Problema a resolver:
Transcreva sem nenhuma alteração as linhas de todos os dados abaixo, deixando as imagens fora da resposta.
□ □ □ □
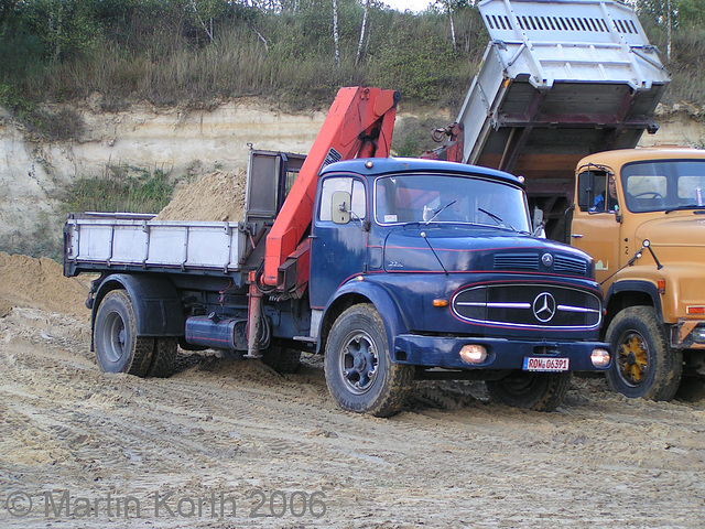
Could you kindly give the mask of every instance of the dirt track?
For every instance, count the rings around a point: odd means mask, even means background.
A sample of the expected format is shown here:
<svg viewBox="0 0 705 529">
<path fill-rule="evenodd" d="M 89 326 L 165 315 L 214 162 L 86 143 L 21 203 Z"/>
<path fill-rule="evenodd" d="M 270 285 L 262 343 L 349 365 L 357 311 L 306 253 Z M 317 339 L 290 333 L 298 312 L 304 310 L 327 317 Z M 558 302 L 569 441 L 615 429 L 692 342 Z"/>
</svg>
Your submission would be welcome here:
□ □ □ □
Resposta correta:
Could you kindly give the mask of every instance of the dirt track?
For every instance, count the rings around a point: odd means mask, even means background.
A sample of the expected format is shown here:
<svg viewBox="0 0 705 529">
<path fill-rule="evenodd" d="M 89 326 L 165 315 L 214 162 L 86 143 L 21 203 Z"/>
<path fill-rule="evenodd" d="M 270 285 L 262 343 L 349 365 L 357 311 L 306 253 Z M 317 339 L 290 333 L 298 312 L 304 310 L 327 317 Z M 558 302 L 569 441 L 615 429 L 692 342 Z"/>
</svg>
Your submission would be welcome here:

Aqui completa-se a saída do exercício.